> 作業内容
猿田彦珈琲と神様の猿田彦を紹介する本文を、最後の文の後から書き継ぐこと。

古事記・日本書紀

猿田彦珈琲の由来である猿田彦って誰?実は天狗の起源とされるみちひらきの神様だった

2020年2月4日

ここ数年、東京都内を中心に続々と店舗展開をしている猿田彦珈琲。

珈琲店としては珍しい名前なので、「猿田彦って誰?」と思った人もいると思います。

この記事では、そんな猿田彦珈琲の店の名前にもなっている「猿田彦」を『古事記』の日本神話から解説しています。

 

恵比寿に本店がある猿田彦珈琲とは?

特徴的な名前なので、一度は聞いたことがあるという人も多いでしょう。

平成23年(2011年)に「たった一杯で幸せになるコーヒー屋」をスローガンに東京の恵比寿にオープンし、現在は行列ができるほどの人気のコーヒー店です。

ここ数年で東京都内を中心に飛躍的に店舗展開をしており、メディアや業界関係者の間で高い評価を得ています。

> 提供された行
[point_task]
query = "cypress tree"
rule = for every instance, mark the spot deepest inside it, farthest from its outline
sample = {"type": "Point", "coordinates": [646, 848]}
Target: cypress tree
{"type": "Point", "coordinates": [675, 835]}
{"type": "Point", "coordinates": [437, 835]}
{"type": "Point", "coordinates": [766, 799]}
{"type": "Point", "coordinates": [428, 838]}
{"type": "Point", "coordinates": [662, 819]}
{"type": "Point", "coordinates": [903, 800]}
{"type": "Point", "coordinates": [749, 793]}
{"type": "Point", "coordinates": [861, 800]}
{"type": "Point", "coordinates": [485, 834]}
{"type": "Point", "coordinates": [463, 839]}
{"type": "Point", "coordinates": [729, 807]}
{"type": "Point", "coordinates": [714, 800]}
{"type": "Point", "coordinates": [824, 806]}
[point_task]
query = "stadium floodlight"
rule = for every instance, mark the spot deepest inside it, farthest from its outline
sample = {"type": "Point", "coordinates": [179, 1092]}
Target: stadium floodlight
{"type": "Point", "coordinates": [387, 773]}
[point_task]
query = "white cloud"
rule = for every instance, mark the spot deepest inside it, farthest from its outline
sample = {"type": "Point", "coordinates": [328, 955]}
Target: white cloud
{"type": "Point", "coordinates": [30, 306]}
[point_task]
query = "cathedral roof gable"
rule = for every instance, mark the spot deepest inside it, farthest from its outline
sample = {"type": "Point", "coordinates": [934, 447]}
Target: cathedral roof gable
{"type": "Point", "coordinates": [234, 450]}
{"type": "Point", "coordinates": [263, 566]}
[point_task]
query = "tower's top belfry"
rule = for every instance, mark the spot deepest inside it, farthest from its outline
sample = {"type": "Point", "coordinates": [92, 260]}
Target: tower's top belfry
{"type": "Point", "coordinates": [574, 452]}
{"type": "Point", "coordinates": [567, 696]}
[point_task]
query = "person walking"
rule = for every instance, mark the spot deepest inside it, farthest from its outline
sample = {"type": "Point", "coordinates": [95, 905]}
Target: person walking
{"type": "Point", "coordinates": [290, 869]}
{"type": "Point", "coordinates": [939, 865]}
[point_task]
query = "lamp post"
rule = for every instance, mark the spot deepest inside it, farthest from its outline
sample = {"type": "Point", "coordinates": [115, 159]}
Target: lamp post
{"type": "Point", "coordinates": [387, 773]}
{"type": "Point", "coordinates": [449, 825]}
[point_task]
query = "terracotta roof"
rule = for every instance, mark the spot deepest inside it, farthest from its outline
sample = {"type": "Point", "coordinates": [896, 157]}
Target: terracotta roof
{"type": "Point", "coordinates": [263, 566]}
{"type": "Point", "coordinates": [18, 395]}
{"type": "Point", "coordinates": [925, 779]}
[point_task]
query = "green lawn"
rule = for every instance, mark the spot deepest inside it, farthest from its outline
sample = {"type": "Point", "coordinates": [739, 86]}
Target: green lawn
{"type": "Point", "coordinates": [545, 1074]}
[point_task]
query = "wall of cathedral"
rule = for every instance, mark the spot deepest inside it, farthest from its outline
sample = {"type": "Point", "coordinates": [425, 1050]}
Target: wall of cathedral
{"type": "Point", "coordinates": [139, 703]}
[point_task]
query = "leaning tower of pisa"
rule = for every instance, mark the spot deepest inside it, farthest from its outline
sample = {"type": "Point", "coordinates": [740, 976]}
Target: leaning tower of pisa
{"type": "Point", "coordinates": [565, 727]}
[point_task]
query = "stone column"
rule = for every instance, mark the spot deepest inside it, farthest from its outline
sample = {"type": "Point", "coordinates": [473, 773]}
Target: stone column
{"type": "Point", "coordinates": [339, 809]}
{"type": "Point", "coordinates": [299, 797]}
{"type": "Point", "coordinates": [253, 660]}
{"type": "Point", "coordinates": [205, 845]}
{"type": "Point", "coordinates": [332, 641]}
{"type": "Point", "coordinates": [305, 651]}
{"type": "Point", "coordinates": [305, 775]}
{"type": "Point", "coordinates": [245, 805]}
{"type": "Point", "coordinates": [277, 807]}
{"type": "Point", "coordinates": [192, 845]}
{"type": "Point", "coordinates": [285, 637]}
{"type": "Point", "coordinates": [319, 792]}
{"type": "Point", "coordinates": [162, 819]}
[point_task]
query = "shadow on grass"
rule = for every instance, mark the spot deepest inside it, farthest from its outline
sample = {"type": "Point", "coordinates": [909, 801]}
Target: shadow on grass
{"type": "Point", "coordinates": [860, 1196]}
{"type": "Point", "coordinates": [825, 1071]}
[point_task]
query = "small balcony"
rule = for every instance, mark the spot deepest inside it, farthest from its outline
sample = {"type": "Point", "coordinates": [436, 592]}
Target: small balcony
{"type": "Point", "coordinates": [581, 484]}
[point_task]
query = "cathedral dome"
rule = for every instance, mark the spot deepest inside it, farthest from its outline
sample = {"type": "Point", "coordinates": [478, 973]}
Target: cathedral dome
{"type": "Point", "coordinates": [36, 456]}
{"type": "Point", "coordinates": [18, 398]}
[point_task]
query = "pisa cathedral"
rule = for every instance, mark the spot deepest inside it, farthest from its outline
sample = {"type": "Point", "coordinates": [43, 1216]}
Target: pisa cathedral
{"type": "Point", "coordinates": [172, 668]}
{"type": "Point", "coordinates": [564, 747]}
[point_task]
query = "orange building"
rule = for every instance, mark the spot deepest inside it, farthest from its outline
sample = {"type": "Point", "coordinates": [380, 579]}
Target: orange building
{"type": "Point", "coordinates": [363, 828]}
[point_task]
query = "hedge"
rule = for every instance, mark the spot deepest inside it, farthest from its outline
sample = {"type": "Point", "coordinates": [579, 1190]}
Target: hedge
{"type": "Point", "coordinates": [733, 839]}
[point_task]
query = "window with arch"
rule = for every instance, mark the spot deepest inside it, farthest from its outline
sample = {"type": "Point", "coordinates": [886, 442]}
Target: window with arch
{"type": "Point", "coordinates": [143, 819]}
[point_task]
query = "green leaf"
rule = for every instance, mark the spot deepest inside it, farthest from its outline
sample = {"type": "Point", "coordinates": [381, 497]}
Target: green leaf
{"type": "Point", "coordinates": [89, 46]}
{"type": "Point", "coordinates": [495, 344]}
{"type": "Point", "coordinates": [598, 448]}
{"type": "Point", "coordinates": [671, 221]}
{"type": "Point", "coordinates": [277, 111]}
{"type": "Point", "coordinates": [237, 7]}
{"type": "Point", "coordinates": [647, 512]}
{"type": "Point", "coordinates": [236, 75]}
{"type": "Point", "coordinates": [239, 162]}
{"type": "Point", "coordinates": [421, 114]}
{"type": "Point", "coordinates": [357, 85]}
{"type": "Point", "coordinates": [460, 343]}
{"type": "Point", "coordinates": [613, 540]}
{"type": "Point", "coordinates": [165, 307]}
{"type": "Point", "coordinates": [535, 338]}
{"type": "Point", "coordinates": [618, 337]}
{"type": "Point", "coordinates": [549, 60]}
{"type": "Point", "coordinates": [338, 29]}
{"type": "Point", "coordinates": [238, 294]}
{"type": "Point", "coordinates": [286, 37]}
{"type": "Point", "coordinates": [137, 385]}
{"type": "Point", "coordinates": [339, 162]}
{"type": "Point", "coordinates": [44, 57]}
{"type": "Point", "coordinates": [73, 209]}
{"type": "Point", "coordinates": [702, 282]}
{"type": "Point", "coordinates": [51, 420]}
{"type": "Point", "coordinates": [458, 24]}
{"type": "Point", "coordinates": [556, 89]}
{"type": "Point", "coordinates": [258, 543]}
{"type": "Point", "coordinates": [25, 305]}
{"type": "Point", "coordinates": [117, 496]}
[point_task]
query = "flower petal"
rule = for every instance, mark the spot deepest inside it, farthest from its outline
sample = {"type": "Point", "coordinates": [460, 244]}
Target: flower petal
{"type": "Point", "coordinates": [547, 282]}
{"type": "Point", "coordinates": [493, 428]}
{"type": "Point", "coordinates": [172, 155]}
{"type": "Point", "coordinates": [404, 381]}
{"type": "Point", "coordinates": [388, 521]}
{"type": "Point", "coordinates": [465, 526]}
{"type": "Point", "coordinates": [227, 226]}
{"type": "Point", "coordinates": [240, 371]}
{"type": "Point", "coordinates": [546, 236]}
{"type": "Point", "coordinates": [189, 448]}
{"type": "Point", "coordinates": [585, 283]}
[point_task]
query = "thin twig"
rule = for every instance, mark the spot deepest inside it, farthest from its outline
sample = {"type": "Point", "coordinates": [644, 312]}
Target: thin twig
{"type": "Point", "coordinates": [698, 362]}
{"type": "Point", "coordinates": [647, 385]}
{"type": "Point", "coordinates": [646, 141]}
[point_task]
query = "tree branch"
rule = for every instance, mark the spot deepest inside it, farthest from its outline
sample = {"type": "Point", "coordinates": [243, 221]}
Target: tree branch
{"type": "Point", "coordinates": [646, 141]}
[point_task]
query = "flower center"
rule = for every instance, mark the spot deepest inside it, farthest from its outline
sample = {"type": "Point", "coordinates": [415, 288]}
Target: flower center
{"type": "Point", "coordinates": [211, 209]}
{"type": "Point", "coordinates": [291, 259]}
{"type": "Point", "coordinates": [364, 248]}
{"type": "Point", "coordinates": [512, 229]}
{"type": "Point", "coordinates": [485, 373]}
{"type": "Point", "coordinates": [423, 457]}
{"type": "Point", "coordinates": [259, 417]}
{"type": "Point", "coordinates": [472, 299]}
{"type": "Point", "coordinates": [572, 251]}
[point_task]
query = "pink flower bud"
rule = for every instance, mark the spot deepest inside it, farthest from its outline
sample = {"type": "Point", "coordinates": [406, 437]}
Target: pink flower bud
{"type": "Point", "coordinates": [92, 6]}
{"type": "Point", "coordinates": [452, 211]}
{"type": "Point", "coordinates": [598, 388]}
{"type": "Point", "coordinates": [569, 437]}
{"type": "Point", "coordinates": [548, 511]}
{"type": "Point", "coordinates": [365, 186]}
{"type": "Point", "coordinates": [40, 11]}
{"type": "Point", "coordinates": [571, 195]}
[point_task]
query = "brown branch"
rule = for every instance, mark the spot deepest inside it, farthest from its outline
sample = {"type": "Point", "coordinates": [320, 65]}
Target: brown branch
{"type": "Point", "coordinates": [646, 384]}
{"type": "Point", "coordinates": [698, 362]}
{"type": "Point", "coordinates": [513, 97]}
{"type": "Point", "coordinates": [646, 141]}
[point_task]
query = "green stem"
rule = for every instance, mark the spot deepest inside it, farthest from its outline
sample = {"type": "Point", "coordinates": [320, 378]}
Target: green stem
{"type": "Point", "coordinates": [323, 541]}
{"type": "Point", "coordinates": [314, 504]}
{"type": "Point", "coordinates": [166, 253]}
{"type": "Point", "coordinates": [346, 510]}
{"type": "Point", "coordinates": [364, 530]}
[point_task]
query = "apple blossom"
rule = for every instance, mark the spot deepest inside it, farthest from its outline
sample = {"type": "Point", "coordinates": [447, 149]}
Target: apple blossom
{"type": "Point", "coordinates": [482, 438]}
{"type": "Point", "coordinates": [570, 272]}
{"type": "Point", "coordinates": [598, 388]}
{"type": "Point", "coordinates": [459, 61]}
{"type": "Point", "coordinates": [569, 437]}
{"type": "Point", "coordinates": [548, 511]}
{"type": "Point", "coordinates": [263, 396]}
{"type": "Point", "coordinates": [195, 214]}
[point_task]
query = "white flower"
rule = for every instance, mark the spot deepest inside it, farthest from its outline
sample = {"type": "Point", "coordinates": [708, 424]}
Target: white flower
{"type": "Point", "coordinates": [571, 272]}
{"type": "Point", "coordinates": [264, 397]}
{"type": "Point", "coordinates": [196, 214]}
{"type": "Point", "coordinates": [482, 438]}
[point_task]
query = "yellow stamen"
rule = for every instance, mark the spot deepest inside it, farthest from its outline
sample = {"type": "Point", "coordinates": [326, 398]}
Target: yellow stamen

> 解答
猿田彦珈琲の概要・店舗

  • 創業:平成23年5月 
  • 代表者:代表取締役  大塚朝之
  • 恵比寿本店所在地:東京都渋谷区恵比寿1-6-6
  • 店舗
    ・恵比寿本店
    ・別館 豆館
    ・アトレ恵比寿 ウエストサイドストア
    ・猿田彦珈琲とティキタカアイスクリームのお店
    ・神谷町オレンジ店
    ・池袋店
    ・アトレ秋葉原1店
    ・アトリエ仙川
    ・調布焙煎ホール
    ・立川高島屋S.C.店
    ・武蔵小杉店
    ・下北沢店
    ・武蔵小山店
    ・誠品生活日本橋店
    ・<台湾>3店舗

缶コーヒーの「ジョージア 香るシリーズ」の監修を手掛けている

缶コーヒーの代表とも言えるジョージアのボトル缶タイプ「ジョージア 香るシリーズ」の監修を手掛けています。

以前は「ジョージア ヨーロピアン」として展開しており、このシリーズの時に猿田彦珈琲の名前を知ったという人も多いのではないでしょうか。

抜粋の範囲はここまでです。